What the exercise asks: Write down exactly the lines of the records below, beginning with the first and ending with the line that includes "Give every instance of the dormer".

[Stored items from a collection]
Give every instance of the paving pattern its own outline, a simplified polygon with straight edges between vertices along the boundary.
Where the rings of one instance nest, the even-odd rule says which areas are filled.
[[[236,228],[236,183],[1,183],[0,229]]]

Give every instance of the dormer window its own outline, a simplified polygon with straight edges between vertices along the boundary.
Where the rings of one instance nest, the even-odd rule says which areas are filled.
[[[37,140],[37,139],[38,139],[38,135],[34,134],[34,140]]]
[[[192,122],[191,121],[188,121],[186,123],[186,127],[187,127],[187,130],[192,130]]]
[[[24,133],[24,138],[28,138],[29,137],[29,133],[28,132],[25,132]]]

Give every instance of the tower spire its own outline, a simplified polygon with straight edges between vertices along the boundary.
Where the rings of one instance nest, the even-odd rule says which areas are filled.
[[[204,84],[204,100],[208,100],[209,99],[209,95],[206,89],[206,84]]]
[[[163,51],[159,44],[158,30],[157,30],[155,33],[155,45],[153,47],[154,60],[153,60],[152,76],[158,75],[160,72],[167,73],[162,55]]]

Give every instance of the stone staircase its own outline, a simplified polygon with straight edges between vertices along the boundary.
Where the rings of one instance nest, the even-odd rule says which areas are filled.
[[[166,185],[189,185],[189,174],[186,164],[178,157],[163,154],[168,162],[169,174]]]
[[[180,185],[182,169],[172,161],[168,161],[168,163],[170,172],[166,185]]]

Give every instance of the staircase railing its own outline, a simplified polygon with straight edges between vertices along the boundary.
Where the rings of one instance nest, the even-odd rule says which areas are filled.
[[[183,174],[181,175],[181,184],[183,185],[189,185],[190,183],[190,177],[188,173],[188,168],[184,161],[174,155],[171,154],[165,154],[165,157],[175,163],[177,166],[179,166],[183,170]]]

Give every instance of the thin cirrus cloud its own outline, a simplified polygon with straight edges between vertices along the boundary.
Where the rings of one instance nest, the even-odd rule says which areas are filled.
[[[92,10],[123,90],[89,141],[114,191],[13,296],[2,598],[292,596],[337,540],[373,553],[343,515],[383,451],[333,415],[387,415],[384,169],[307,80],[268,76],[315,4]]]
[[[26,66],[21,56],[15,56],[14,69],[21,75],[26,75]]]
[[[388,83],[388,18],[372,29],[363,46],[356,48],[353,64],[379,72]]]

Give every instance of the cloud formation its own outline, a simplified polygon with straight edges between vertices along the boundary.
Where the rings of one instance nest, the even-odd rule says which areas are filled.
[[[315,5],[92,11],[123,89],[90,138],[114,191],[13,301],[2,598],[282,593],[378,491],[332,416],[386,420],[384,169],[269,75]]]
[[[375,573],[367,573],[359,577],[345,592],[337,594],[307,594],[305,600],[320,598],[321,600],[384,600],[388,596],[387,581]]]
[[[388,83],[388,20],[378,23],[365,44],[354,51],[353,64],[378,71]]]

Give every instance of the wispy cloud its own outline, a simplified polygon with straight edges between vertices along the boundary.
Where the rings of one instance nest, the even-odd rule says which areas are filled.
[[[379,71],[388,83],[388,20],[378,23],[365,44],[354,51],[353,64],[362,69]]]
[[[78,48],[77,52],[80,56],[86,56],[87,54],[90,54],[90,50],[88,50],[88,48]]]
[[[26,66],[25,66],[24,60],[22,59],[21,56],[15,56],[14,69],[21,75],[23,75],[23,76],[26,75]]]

Your solution:
Give every instance of the paving pattern its own outline, a simplified polygon with straight edges between vertices along the boundary.
Where the rings of one instance nest, the even-odd rule says which areas are filled.
[[[236,228],[236,183],[1,183],[0,229]]]

Give every instance of the dormer window its own outline, a simplified polygon with straight edges between vertices along the boundary.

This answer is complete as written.